Repeat exactly the line that includes "flowers, giving x and y for each instance?" and all lines after it, ending with the last line of the listing below.
*** Begin section ***
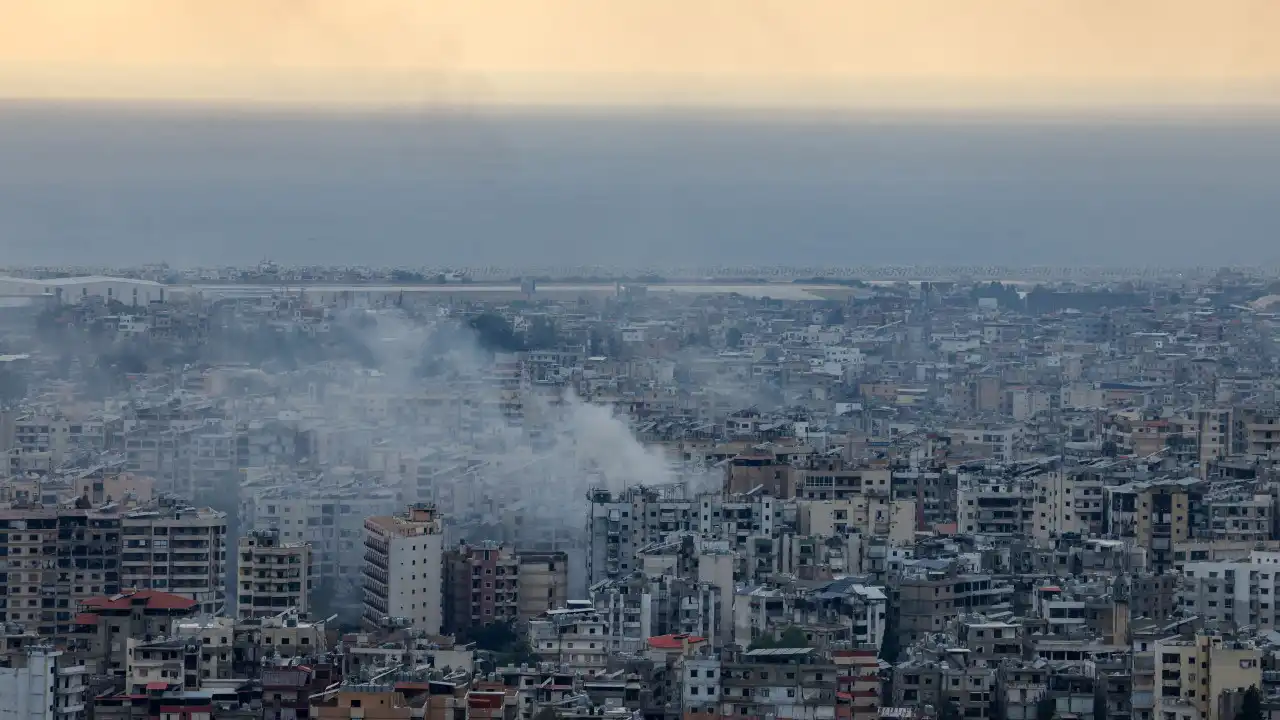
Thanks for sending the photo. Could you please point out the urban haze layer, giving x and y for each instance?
(643, 493)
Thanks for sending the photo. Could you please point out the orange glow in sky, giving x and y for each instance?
(617, 51)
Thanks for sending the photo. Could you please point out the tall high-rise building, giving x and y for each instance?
(45, 591)
(481, 586)
(403, 569)
(272, 577)
(177, 548)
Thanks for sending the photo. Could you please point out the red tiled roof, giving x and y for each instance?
(673, 642)
(151, 600)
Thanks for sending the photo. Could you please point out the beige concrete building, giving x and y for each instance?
(403, 569)
(1191, 674)
(543, 579)
(868, 515)
(1156, 515)
(1068, 502)
(272, 577)
(45, 593)
(179, 550)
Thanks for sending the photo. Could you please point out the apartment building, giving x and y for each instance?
(1068, 502)
(996, 506)
(543, 579)
(932, 595)
(1156, 515)
(1192, 673)
(272, 577)
(108, 627)
(1257, 432)
(41, 683)
(873, 515)
(575, 637)
(54, 559)
(328, 518)
(736, 518)
(1242, 592)
(624, 523)
(1240, 516)
(177, 548)
(403, 569)
(481, 586)
(778, 683)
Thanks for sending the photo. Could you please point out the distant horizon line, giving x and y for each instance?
(1162, 113)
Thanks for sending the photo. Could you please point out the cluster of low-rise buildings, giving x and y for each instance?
(896, 500)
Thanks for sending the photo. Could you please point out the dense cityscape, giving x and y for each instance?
(447, 493)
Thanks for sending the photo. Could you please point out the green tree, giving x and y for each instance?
(542, 333)
(1046, 709)
(732, 337)
(494, 333)
(890, 646)
(1252, 706)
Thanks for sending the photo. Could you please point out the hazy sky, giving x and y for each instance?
(118, 186)
(1082, 183)
(593, 51)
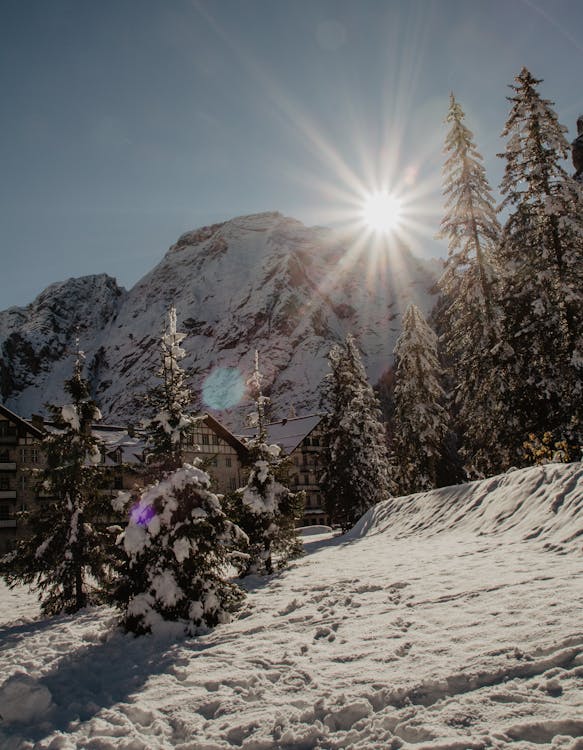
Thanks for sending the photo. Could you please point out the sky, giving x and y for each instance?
(125, 123)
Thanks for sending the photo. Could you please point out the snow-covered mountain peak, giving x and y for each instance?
(263, 281)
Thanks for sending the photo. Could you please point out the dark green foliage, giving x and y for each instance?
(265, 508)
(421, 426)
(541, 279)
(65, 551)
(357, 472)
(178, 546)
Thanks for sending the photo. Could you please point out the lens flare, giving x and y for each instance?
(382, 211)
(223, 388)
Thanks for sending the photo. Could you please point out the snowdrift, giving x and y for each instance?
(543, 503)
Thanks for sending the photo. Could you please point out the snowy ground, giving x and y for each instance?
(437, 623)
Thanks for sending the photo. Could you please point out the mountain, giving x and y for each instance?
(262, 282)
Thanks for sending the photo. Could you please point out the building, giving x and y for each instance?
(20, 456)
(301, 440)
(124, 454)
(223, 455)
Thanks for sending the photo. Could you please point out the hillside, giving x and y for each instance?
(263, 281)
(444, 621)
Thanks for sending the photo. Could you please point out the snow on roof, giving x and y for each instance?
(289, 433)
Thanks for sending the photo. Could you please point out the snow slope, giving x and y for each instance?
(263, 281)
(448, 620)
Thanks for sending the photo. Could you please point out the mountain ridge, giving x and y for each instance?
(261, 281)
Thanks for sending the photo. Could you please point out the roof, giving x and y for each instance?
(226, 434)
(22, 423)
(289, 433)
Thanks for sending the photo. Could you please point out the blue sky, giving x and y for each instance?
(128, 122)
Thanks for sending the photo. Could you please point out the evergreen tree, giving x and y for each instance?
(64, 553)
(421, 421)
(541, 287)
(357, 472)
(468, 314)
(265, 508)
(169, 401)
(178, 544)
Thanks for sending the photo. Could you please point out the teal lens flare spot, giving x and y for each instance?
(223, 388)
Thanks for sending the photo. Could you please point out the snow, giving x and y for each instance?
(448, 620)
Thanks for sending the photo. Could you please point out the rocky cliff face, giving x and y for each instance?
(262, 281)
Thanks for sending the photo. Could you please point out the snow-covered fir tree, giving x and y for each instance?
(421, 422)
(169, 400)
(265, 508)
(541, 276)
(178, 544)
(468, 314)
(357, 473)
(64, 553)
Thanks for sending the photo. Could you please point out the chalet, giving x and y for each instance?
(301, 440)
(20, 455)
(124, 454)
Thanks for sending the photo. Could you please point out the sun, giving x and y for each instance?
(382, 211)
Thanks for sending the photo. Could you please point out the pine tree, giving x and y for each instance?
(468, 314)
(169, 401)
(65, 551)
(357, 472)
(421, 421)
(265, 508)
(541, 287)
(178, 544)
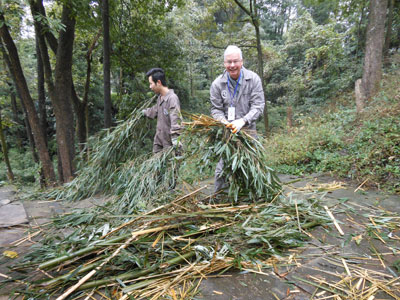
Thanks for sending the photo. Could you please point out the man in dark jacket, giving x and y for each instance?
(237, 100)
(167, 111)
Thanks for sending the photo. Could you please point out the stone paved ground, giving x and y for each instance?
(368, 251)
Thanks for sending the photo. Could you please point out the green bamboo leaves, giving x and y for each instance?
(243, 155)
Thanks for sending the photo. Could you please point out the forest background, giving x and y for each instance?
(71, 69)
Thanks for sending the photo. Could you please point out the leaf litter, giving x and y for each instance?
(154, 241)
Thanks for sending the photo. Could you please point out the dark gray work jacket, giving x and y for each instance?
(169, 119)
(249, 101)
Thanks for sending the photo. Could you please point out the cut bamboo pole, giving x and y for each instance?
(334, 220)
(154, 210)
(123, 246)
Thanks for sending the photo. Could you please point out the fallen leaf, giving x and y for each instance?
(10, 254)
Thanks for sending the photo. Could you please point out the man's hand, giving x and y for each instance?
(236, 125)
(175, 142)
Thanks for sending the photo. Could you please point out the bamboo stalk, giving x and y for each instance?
(123, 246)
(58, 260)
(154, 210)
(136, 274)
(334, 220)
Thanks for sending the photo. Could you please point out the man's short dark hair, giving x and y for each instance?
(157, 74)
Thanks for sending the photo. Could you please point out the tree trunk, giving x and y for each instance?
(19, 136)
(20, 82)
(253, 14)
(289, 117)
(106, 64)
(388, 29)
(41, 92)
(261, 74)
(3, 142)
(372, 70)
(61, 101)
(360, 97)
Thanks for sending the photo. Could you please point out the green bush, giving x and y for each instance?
(361, 148)
(24, 169)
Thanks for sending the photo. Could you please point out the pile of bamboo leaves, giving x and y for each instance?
(243, 155)
(108, 152)
(164, 251)
(116, 168)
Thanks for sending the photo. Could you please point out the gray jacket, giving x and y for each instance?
(168, 114)
(249, 102)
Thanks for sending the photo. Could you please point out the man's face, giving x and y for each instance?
(233, 65)
(155, 87)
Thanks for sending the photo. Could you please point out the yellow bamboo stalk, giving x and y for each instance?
(334, 220)
(116, 252)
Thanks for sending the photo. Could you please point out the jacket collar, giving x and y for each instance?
(162, 98)
(245, 75)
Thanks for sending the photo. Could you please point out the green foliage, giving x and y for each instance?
(337, 142)
(22, 164)
(243, 155)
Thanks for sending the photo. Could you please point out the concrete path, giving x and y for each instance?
(369, 249)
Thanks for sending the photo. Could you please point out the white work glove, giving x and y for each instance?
(236, 125)
(222, 120)
(175, 142)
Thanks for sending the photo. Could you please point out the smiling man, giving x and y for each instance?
(237, 100)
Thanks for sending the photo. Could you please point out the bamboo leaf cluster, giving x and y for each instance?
(165, 247)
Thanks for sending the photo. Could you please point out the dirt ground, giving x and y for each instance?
(358, 258)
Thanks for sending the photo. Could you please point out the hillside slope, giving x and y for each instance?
(364, 148)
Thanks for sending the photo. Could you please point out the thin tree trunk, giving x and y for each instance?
(41, 91)
(289, 117)
(372, 70)
(388, 29)
(252, 13)
(63, 82)
(20, 82)
(3, 142)
(106, 64)
(16, 118)
(62, 106)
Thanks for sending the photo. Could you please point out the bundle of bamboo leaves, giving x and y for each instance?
(126, 248)
(107, 151)
(136, 180)
(243, 155)
(154, 254)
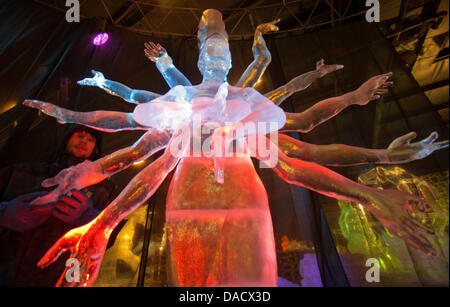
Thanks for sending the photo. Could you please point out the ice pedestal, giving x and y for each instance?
(219, 234)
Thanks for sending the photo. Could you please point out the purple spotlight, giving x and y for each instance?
(100, 39)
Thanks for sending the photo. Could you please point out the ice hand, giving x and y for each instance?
(372, 89)
(326, 69)
(154, 52)
(60, 114)
(87, 246)
(267, 27)
(97, 80)
(76, 177)
(405, 216)
(402, 150)
(20, 215)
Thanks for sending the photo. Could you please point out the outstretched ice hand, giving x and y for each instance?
(87, 245)
(61, 115)
(154, 52)
(267, 27)
(372, 89)
(97, 80)
(76, 177)
(326, 69)
(401, 150)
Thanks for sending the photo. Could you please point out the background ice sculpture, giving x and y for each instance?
(224, 220)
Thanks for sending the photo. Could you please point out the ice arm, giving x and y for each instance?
(301, 82)
(328, 108)
(399, 212)
(261, 55)
(90, 173)
(108, 121)
(118, 89)
(399, 151)
(87, 244)
(164, 63)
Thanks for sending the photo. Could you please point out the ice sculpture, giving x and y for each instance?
(217, 207)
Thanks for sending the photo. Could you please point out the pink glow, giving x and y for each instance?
(100, 39)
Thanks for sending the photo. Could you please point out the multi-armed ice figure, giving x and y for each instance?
(218, 222)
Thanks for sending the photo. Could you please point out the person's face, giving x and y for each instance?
(214, 56)
(81, 145)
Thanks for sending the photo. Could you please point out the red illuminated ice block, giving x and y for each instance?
(219, 234)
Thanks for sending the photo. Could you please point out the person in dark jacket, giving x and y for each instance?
(28, 231)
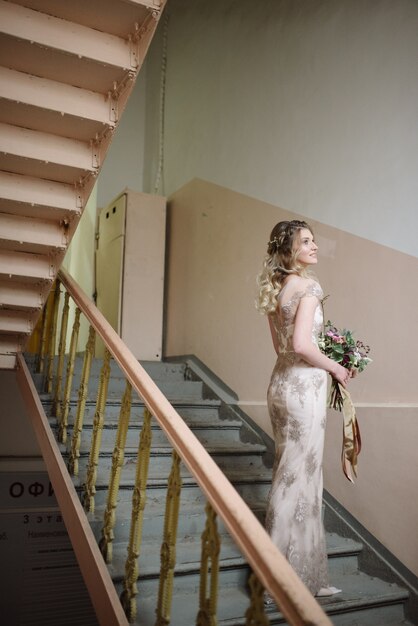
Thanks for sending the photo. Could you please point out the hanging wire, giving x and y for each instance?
(159, 178)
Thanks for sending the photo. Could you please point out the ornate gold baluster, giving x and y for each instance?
(42, 347)
(117, 463)
(211, 544)
(53, 338)
(56, 408)
(255, 614)
(130, 590)
(168, 547)
(89, 487)
(63, 424)
(82, 397)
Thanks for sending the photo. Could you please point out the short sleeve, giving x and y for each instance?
(312, 289)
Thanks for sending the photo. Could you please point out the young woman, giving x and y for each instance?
(296, 399)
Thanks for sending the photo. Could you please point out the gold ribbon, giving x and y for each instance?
(351, 435)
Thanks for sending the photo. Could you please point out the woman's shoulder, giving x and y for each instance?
(305, 286)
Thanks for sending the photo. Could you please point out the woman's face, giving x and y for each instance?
(306, 248)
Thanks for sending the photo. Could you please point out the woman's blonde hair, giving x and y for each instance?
(280, 261)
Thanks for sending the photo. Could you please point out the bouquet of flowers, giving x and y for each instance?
(340, 346)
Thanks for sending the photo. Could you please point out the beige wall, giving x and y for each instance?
(310, 105)
(217, 239)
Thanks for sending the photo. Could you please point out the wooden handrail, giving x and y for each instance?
(294, 599)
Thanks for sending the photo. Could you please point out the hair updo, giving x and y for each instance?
(281, 260)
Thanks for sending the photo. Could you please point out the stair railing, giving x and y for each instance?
(270, 569)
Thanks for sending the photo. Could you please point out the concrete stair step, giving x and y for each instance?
*** End section ***
→ The answer
Thanks for sending the photo. Could you please point out the bouquet of flowers, giving x and y for each instance?
(340, 346)
Thanks for sending the photo. Could you please point out the beige wall, giving x and y for each instance?
(310, 105)
(217, 239)
Thanks for sending the photo. Could you please point out the wooden handrail, giving x and y for each instance?
(294, 599)
Thanks for sending the photo. Could you please point out the hair updo, giving x and y for each instance?
(281, 260)
Thanks for sending the photo. Could you please point out the stair railing, giving x and y for each instance?
(270, 569)
Thanks for sending the photo. Could you please point out the concrete stair step, giving x and y for each instance?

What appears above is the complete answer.